• _SET OF TASKS_
1) In the records, copy verbatim every line from the one containing "Ground white hat in the image above." through the one containing "1025,452,1062,488", inclusive.
2) Continue the explanation of a debtor in possession, starting after its final sentence.

• _DOCUMENT PASSAGE_
* begin *
Debtor in Possession (DIP)

A business or individual that has filed for bankruptcy protection under Chapter 11 of the Bankruptcy Code and still owns the assets over which creditors maintain a lawful right, typically through a lien or other security interest.

Author: Rani Thakur
Rani Thakur
Rani Thakur
Rani Thakur is an Economics Honours student at Delhi Technological University, skilled in finance, economics, research, and analytics. She has interned as a Financial Research Analyst, Business Growth Intern, and Financial Accounting Intern.
Reviewed By: Himanshu Singh
Himanshu Singh
Himanshu Singh
Investment Banking | Private Equity

Prior to joining UBS as an Investment Banker, Himanshu worked as an Investment Associate for Exin Capital Partners Limited, participating in all aspects of the investment process, including identifying new investment opportunities, detailed due diligence, financial modeling & LBO valuation and presenting investment recommendations internally.

Himanshu holds an MBA in Finance from the Indian Institute of Management and a Bachelor of Engineering from Netaji Subhas Institute of Technology.

Last Updated:January 13, 2024

What Is a Debtor in Possession (DIP)?

A debtor in possession (DIP) refers to a business or individual that has filed for bankruptcy protection under Chapter 11 of the Bankruptcy Code and still owns the assets over which creditors maintain a lawful right, typically through a lien or other security interest.

DIPs are allowed to conduct their business using assets, but they must obtain court approval for significant actions extending beyond normal business activities.

They should maintain accurate financial documentation, secure insurance for all assets, and submit relevant tax filings. 

It plays a vital role in bankruptcy by allowing the company to maintain its business operations. It offers relief to creditors since the assets are secured and enhances the ability to arrange more favorable settlement negotiations with creditors.
* end *
• _MATERIAL PROVIDED_
* begin *
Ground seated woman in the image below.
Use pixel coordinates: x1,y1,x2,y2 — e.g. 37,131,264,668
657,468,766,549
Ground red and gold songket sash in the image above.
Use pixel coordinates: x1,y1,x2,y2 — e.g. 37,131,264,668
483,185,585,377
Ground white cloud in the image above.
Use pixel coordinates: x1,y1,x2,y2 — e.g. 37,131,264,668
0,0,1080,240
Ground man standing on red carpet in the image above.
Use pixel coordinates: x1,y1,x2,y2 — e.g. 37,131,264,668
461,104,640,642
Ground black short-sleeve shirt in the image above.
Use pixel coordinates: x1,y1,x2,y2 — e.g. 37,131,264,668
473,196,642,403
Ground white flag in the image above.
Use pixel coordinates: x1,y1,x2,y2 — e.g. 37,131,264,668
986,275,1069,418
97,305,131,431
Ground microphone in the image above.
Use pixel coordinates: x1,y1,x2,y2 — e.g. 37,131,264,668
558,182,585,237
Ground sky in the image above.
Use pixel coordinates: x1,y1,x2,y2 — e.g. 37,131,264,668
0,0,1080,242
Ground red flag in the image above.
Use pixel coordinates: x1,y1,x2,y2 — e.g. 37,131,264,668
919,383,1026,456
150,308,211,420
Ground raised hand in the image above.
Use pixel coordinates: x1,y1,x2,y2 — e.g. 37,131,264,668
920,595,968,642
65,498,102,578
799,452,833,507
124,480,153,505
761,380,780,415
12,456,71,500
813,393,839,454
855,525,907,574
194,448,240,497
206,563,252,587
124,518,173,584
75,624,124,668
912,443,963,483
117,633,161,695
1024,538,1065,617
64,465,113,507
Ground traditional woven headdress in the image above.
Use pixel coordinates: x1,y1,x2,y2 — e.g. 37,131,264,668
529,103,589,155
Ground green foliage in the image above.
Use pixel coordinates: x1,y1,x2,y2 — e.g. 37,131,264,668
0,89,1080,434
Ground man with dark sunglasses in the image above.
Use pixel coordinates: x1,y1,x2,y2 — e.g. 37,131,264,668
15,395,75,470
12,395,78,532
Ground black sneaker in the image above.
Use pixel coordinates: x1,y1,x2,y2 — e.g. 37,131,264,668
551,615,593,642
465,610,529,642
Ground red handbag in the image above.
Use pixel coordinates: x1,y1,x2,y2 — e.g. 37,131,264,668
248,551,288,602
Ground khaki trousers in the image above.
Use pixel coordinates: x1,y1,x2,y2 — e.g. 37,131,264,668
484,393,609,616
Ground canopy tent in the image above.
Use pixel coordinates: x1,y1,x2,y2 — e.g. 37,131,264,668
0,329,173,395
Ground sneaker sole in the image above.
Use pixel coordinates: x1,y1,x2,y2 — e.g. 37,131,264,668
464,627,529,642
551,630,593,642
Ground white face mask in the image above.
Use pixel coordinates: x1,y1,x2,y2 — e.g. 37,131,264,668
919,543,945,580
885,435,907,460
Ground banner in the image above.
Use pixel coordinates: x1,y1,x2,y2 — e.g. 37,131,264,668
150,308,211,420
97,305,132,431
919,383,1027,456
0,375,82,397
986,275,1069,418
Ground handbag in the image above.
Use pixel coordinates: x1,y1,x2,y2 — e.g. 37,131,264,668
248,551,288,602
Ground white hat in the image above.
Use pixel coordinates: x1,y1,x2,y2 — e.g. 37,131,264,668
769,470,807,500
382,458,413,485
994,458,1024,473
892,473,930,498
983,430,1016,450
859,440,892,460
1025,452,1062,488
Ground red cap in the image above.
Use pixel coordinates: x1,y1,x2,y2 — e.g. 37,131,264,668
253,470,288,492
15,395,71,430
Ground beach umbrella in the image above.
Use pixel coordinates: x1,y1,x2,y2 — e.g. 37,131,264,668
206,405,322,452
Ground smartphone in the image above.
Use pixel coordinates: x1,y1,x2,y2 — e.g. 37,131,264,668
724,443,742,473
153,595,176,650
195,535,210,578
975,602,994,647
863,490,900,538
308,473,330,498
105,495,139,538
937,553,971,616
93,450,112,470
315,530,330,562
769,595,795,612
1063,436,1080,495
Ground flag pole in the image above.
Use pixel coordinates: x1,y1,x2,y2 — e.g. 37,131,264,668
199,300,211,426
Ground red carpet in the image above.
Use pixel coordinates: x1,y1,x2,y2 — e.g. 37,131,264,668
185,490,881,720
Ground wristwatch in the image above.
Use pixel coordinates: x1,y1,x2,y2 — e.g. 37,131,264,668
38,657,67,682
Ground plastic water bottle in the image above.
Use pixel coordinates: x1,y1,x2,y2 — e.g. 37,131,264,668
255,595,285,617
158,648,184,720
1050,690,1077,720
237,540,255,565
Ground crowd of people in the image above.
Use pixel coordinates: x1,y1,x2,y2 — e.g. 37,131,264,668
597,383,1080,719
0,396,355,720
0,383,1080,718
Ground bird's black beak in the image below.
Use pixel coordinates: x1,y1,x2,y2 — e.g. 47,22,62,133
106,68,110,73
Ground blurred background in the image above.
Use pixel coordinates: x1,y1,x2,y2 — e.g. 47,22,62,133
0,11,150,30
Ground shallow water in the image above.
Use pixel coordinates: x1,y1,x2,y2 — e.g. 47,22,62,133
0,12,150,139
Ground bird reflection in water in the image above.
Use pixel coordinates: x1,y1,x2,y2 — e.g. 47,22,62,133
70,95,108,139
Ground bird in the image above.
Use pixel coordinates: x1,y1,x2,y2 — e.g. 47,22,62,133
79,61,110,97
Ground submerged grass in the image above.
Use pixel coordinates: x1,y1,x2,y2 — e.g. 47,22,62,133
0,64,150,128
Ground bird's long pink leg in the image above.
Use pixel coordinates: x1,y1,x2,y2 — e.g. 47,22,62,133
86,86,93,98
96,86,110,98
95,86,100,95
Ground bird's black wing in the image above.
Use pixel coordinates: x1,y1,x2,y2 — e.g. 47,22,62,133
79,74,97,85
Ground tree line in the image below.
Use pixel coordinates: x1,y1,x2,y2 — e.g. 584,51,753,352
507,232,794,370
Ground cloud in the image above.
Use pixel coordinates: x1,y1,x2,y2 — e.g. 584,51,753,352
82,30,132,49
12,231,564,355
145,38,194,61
* end *
• _TASK-BY-TASK OUTPUTS_
1)
Ground white hat in the image above.
Use pixel coordinates: x1,y1,x2,y2 — e.g. 37,131,264,668
769,470,807,500
382,458,413,485
994,458,1024,473
892,473,930,498
983,430,1016,450
859,440,892,460
1025,452,1062,488

2)
The Unsecured Creditors Committee oversees actions taken by the debtor in possession. If the committee becomes doubtful about the debtor's ability to manage assets, they have the option to request the court to designate a trustee.

Key Takeaways

  • A Debtor in Possession refers to an entity undergoing Chapter 11 bankruptcy that retains control over its assets while operating under court supervision.
  • This status allows a business to continue operations, preserving its value and potentially maximizing returns for creditors during bankruptcy.
  • DIPs can secure priority financing, known as DIP financing, which is essential for meeting operating expenses, paying existing debts, and facilitating the restructuring process.
  • In 1800, the Bankruptcy Code was initially established by Congress, aiming to address the concerns of both debtors and creditors. This code encompassed Chapters 7, 11, and 13.

How Debtor in Possession (DIP) Works

The term 'debtor in possession' refers to the entity, typically a business undergoing bankruptcy that retains control over its assets.

One compelling reason to secure debtor in possession status is that the assets can be utilized within an operational business, potentially increasing their resale value compared to the intrinsic value of the assets alone. 

It allows bankrupt individuals and businesses to avoid selling assets at significantly discounted prices during bankruptcy proceedings. The individual or entity going through bankruptcy aims to extract value from their assets. 

The status gives the ability to continue running the business while holding the authority and responsibility to act in the best interest of creditors. However, any actions deviating from the usual business operations require approval from the court.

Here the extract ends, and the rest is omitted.